Lay out the lines starting at the one containing "</instance>" and ending at the one containing "positive clicks: (946, 981)", both included, as a Markdown table with columns No. and Line. Number each line and omit blank lines.

─── Provided material ───

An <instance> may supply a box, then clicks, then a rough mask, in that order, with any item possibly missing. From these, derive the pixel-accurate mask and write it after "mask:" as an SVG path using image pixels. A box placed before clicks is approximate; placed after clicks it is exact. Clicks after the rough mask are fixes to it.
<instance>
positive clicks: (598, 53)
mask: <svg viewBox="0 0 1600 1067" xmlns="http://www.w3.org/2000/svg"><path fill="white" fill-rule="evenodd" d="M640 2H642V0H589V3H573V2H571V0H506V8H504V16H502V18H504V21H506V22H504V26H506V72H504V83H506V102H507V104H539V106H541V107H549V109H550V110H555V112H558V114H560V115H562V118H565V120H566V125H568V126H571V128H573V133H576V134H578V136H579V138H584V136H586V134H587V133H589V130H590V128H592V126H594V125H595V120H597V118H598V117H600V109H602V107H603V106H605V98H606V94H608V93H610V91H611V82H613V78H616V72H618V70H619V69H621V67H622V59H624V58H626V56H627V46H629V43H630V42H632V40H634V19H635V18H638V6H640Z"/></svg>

───
─── Provided material ───

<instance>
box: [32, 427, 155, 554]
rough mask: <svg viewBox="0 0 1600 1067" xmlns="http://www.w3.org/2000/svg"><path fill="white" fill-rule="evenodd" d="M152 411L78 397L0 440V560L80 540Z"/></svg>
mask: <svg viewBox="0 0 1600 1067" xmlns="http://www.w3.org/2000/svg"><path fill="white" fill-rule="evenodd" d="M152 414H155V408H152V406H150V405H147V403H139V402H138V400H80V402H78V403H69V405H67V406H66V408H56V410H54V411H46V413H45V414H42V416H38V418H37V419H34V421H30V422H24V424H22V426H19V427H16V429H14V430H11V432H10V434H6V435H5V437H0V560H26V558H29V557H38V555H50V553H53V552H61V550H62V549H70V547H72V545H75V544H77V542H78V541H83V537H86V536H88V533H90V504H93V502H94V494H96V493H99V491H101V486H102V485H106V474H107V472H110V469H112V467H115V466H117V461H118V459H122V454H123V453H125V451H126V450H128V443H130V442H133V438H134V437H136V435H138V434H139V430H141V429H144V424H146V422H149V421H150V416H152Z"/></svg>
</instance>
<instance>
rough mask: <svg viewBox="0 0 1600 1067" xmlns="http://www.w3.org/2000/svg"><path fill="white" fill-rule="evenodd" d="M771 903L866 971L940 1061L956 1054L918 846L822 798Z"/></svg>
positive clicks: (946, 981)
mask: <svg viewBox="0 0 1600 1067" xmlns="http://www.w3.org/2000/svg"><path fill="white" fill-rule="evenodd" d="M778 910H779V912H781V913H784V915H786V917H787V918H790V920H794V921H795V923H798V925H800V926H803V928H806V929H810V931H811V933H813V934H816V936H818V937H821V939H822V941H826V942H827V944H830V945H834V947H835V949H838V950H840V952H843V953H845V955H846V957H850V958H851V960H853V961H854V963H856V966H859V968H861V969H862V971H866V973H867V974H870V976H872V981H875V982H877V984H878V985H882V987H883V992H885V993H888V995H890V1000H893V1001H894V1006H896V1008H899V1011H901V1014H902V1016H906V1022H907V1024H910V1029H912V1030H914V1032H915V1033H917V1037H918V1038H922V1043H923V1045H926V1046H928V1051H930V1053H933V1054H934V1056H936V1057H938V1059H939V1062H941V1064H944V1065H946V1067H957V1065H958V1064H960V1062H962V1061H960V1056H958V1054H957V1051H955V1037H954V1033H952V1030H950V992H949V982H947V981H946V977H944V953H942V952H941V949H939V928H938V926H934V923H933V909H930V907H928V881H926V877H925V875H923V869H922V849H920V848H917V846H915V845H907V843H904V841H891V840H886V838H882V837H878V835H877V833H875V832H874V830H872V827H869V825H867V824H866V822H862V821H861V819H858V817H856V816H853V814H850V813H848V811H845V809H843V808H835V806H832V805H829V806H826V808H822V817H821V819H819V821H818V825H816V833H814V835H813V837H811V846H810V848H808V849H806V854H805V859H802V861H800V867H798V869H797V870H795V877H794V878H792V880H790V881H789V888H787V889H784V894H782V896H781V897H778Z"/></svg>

───

Answer to the problem »
| No. | Line |
|---|---|
| 1 | </instance> |
| 2 | <instance> |
| 3 | rough mask: <svg viewBox="0 0 1600 1067" xmlns="http://www.w3.org/2000/svg"><path fill="white" fill-rule="evenodd" d="M771 903L866 971L940 1061L956 1054L918 846L822 798Z"/></svg> |
| 4 | positive clicks: (946, 981) |